▸ **Görevler**:
a) Aşağıdaki yazıda "Emrah Safa Gürkan eserinde" diye başlayan paragrafı, ana bilgilerini koruyarak madde madde kısaltın.
b) Aşağıdaki yazının "4 Şubat 2020" sözlerinden başlayıp "istiyorsak buna zorunluyuz." sözleri de dahil olmak üzere bu sözlere kadar uzanan kısmını, "armut ağacına" yerine "ceviz ağacına" koyarak yeniden yazın.
c) Aşağıdaki insanın arada kalmışlığı üzerine yazıyı, son cümlesinden sonra birkaç cümleyle sürdürün.

▸ **Belge bölümü**:

Metnin en önemli özelliğinin, eğitim sistemimiz başta olmak üzere hayatımızın her alanında fazlasıyla maruz kaldığımız hamasete, ideolojiye ya da popülizme kapı aralamayışı olduğu kanaatindeyim. Zira bizler tarihi bu kalıplarla öğrenmiş olan ve meşrebimize göre devam ettiren bir toplumuz. Bu özelliğimiz kurumsallaşamama sorunumuzu ortaya çıkarıyor. Metinde çok öne çıkmasa da beni en heyecanlandıran yaklaşım Anadolu üzerindeki Farisî etkiye dikkat çekilmesi diyebilirim. Şahsen bu etkinin/etkileşimin dini, siyasi, sosyal ve kültürel alanlarda sanıldığından çok daha fazla olduğunu düşünüyorum.

Emrah Safa Gürkan eserinde toplum tarafından doğru bilinen hatta kanon kabul edilen konuları masaya yatırıyor. Efsaneci, rivayetçi tarihçiliğin açmazlarına işaret ediyor. İdeolojik kutuplaşmaların sırf mevzi ve dolayısıyla rant kazanmak için öne sürdüğü görüşlerde eldeki veriler doğrultusunda neden tutarsız olduğunu ortaya koymaya çalışıyor. Gerçekçi davranarak ve aklı kullanarak yapılacak yorumlarda tarihe belli bir disiplinle metodolojik bakmayı öneriyor. Bu önerisini, “çağın bilgiyi elde etmekten öte farklı alanlardaki bilgileri meczederek yorumlayabilme çağı” olduğu savıyla destekliyor. Hasılı, tarihe ve dolayısıyla hayata esaslı ve kapsamlı bir bakış açısı oluşturabilmeyi deniyor. Bunu Herkes Bilir sadece giriş yazısı için bile okunması gereken bir kitap. Bunu herkes bilmeli.

Mevlüt Altıntop
twitter.com/mvlt_ltntp

4 Şubat 2020 Salı

İnsanın arada kalmışlığına bir şerh

En son ne zaman bir kenara, bir köşeye, bir soteye çekilip kendinizi dinlediniz? Böyle bir şey artık lüks. Çocukken köyde en çok yaptığım şeylerden biri evimizin az ötesindeki mezarlığın yanıbaşında bulunan armut ağacına çıkıp ‘dinlemekti’. O anki aklımla kuşları, rüzgârı, sessizliği dinlerdim. Hayatın yoğunlaşarak zamanın daraldığı hissi veren günümüz dünyasında bu pek mümkün görünmüyor. Durup bir soluk almaya, neler oluyor diye etrafa bakmaya, gidişatı kontrol etmeye ihtiyacımız var. Kısacası aciziz ve nefeslenecek aralara muhtacız. Bu ihtiyaç giderilirse önce kendimizi sonra hayatımıza bir şekilde giren her şeyi dinlemeye, sorgulamaya ve anlamaya başlayabiliriz. Eğer daha sağlıklı ve nitelikli bir hayat istiyorsak buna zorunluyuz.

▸ **Veri kümesi kayıtları**:
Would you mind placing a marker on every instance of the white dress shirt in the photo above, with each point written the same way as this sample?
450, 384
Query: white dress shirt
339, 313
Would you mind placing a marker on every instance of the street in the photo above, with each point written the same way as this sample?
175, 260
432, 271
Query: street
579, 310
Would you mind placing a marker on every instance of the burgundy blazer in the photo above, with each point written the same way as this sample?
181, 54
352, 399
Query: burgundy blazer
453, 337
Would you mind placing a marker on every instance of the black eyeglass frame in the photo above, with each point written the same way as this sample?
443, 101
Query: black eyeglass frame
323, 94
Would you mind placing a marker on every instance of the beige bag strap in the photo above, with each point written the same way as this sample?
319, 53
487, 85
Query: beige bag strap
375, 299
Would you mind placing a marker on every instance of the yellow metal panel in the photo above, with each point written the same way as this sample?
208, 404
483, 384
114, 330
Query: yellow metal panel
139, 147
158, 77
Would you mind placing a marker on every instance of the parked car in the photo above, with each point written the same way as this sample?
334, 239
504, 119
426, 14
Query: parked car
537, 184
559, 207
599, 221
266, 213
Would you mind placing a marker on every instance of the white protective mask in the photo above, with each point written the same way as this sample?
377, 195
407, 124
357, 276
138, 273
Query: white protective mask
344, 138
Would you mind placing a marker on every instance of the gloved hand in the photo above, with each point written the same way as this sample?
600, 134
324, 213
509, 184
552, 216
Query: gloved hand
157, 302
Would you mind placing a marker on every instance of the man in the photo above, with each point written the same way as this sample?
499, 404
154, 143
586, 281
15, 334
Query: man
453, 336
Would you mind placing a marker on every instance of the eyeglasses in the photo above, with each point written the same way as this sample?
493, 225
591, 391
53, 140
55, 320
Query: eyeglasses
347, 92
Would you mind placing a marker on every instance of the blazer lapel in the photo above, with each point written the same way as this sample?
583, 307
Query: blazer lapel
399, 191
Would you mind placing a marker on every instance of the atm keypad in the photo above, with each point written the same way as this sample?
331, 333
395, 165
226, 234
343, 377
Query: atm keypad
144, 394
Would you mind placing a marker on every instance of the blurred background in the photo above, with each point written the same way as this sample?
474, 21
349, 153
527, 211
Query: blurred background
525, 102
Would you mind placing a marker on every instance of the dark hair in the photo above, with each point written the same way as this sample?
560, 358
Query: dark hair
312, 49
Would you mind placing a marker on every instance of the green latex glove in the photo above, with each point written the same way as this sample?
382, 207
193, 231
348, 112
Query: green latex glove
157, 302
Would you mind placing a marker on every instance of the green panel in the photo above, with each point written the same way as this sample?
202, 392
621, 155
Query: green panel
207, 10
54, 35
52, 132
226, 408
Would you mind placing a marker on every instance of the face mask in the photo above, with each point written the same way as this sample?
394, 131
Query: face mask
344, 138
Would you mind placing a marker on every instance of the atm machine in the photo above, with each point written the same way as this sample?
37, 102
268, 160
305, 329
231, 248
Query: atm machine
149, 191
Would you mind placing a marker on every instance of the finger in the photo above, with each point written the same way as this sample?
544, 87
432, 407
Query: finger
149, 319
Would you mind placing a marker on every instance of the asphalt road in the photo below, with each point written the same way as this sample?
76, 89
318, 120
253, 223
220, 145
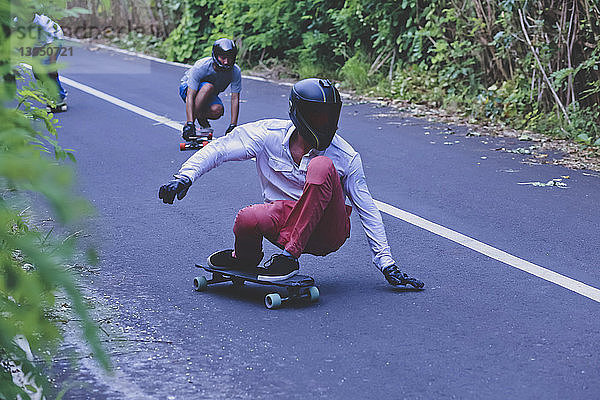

▸ **Yanıtlar**:
a)
- Emrah Safa Gürkan, toplumca doğru bilinen, hatta kanon sayılan konuları masaya yatırıyor.
- Efsaneci, rivayetçi tarihçiliğin açmazlarını gösteriyor.
- İdeolojik kutupların mevzi ve rant için ileri sürdüğü görüşlerin eldeki verilerle neden tutarsız olduğunu ortaya koymaya çalışıyor.
- Tarihe gerçekçi, akılcı, disiplinli ve metodolojik bakmayı öneriyor.
- Bu öneriyi, çağın farklı alanlardaki bilgileri birleştirip yorumlama çağı olduğu savıyla destekliyor.
- Tarihe ve hayata kapsamlı bir bakış açısı kurmayı deniyor.
- Bunu Herkes Bilir, yalnızca giriş yazısı için bile okunmalı.

b)
4 Şubat 2020 Salı

İnsanın arada kalmışlığına bir şerh

En son ne zaman bir kenara, bir köşeye, bir soteye çekilip kendinizi dinlediniz? Böyle bir şey artık lüks. Çocukken köyde en çok yaptığım şeylerden biri evimizin az ötesindeki mezarlığın yanıbaşında bulunan ceviz ağacına çıkıp ‘dinlemekti’. O anki aklımla kuşları, rüzgârı, sessizliği dinlerdim. Hayatın yoğunlaşarak zamanın daraldığı hissi veren günümüz dünyasında bu pek mümkün görünmüyor. Durup bir soluk almaya, neler oluyor diye etrafa bakmaya, gidişatı kontrol etmeye ihtiyacımız var. Kısacası aciziz ve nefeslenecek aralara muhtacız. Bu ihtiyaç giderilirse önce kendimizi sonra hayatımıza bir şekilde giren her şeyi dinlemeye, sorgulamaya ve anlamaya başlayabiliriz. Eğer daha sağlıklı ve nitelikli bir hayat istiyorsak buna zorunluyuz.

c)
Necdet Subaşı, Mahir Zaman'la Yakaza Hâlleri’nde iç dünyasıyla söyleşirken insana kendisiyle iletişim kurmanın yollarından birini gösteriyor. İnsan kendisiyle iletişim kurar mı demeyin. Zira insanının bidayetten beri var olan kadim sorunudur iletişimsizlik. İnsanın hem kendiyle hem de çevresiyle, ‘diğeriyle’, ‘ötekiyle’ çözümleyemediği bu ontolojik duruma/soruna ister yozlaşma deyin ister yabancılaşma; farketmiyor. İsterseniz daha felsefi bir edayla ‘zamanın ruhu’ diyerek sorumluluğu insanın sırtından indirin. Yine farketmiyor. Mevzu, insanın evvela özüyle iletişimini kuramamasıyla başlıyor. İnsan kendini tanımıyor, ‘kendini bilmiyor’. Kendini bilmeyenin başka bir şey bilmesini beklemenin abesliğinin bile farkında değil.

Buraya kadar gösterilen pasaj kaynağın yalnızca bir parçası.